-------- Passage étudié --------

Un groupe de médecins de l'Est de la France soutient depuis 1999 un dispensaire de brousse au Bénin en bordure du fleuve Ouémé tenu par un aide-soignant béninois, en partenariat avec une association locale béninoise de développement. Lors de la première mission en décembre 1998 et janvier 1999, le groupe a observé et diagnostiqué 4 ulcères de Buruli (UB) sur 460 consultations [1]. Au cours de la deuxième mission, en janvier 2000, il a pu mieux évaluer l'importance de l'endémie : 9 UB pour 509 consultations. Durant la troisième mission, en novembre et décembre 2000, le groupe a tenté d'appliquer les recommandations de l'OMS sur l'UB :

1°) Relevé des cas observés selon la fiche type de l'OMS.

--------

Consigne: Pourriez-vous recopier intégralement le passage sur les missions médicales au Bénin, sans y changer un seul mot ? Les enregistrements n'ont ici aucune utilité.

-------- Enregistrements extraits --------

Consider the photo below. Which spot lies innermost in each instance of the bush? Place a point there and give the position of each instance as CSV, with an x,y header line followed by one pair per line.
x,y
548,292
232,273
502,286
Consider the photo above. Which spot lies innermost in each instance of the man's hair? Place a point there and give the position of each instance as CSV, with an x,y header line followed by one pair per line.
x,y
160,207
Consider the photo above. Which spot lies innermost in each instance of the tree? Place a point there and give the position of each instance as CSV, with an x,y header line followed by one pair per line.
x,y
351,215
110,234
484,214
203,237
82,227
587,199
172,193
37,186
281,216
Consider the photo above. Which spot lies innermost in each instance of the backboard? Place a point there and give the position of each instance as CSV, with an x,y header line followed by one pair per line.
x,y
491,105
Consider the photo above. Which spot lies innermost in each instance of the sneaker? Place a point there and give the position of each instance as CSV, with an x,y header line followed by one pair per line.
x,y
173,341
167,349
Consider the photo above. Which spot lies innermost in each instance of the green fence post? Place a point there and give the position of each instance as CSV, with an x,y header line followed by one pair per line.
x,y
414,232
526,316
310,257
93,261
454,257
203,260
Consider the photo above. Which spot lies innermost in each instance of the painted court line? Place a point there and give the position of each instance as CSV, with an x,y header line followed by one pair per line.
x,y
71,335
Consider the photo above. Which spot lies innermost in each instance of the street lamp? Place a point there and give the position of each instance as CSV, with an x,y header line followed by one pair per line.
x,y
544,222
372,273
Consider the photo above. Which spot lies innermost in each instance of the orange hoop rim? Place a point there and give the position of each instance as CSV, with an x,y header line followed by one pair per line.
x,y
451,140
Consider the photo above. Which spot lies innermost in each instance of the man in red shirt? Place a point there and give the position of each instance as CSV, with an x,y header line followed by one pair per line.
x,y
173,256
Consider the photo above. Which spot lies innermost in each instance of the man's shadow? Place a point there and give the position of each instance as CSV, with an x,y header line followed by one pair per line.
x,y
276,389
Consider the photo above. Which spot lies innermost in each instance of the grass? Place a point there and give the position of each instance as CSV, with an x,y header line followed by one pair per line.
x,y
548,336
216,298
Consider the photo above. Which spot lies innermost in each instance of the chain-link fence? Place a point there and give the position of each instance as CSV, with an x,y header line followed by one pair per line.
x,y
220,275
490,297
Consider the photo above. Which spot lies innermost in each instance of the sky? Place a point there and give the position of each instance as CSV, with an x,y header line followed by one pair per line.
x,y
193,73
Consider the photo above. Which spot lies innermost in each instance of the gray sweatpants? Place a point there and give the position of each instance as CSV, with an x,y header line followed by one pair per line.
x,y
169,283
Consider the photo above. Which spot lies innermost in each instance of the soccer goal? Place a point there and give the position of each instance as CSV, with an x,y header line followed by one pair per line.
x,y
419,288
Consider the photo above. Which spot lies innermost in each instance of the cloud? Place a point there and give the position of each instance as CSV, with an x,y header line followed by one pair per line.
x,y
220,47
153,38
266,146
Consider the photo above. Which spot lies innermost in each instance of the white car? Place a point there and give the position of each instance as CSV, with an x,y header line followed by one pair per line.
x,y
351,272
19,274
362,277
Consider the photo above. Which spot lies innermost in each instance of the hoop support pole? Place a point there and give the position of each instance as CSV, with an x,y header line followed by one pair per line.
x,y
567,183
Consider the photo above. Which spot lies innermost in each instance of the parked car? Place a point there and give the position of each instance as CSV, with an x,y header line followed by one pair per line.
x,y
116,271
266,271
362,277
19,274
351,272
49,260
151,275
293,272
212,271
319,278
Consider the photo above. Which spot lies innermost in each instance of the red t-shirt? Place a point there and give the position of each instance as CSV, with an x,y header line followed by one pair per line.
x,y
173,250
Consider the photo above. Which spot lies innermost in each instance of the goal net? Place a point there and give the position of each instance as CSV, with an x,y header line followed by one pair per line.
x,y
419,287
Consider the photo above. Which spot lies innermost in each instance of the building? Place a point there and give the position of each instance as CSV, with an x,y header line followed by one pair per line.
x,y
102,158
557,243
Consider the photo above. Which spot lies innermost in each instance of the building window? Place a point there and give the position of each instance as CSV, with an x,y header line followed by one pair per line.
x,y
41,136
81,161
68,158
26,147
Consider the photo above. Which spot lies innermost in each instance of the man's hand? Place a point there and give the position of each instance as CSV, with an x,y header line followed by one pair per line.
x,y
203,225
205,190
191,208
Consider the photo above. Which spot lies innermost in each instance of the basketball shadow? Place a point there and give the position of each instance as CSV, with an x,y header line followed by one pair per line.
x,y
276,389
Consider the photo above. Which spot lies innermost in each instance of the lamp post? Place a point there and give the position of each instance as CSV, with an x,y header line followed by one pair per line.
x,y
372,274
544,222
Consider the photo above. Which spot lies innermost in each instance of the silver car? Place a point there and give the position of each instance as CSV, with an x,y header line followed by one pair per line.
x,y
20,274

--------

Corrigé:
Un groupe de médecins de l'Est de la France soutient depuis 1999 un dispensaire de brousse au Bénin en bordure du fleuve Ouémé tenu par un aide-soignant béninois, en partenariat avec une association locale béninoise de développement. Lors de la première mission en décembre 1998 et janvier 1999, le groupe a observé et diagnostiqué 4 ulcères de Buruli (UB) sur 460 consultations [1]. Au cours de la deuxième mission, en janvier 2000, il a pu mieux évaluer l'importance de l'endémie : 9 UB pour 509 consultations. Durant la troisième mission, en novembre et décembre 2000, le groupe a tenté d'appliquer les recommandations de l'OMS sur l'UB :

1°) Relevé des cas observés selon la fiche type de l'OMS.